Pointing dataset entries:
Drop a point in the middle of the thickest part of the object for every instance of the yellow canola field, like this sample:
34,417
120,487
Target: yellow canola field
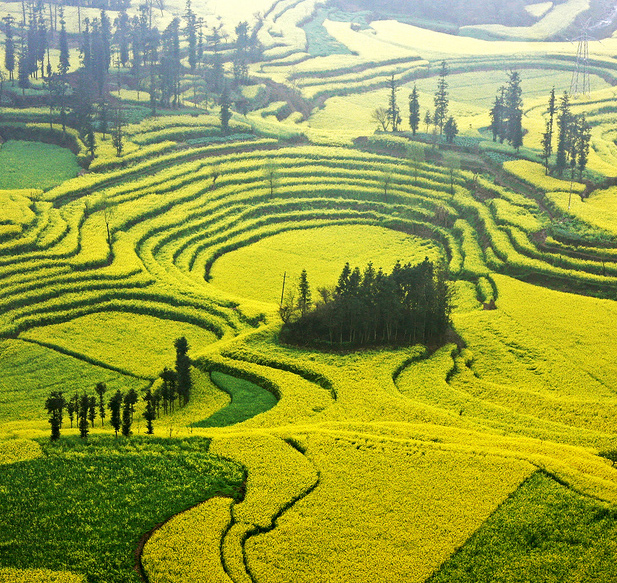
8,575
599,210
186,549
381,513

Written exercise: Pull every line of the entries above into your reply, keeping each one word for word and leaving out the pictures.

Task solution:
Drop a point in the middle of the thickest part of the object for every instance of the yellow canola field, like this sample:
34,417
120,487
Target: yellow canola field
8,575
599,210
186,549
381,513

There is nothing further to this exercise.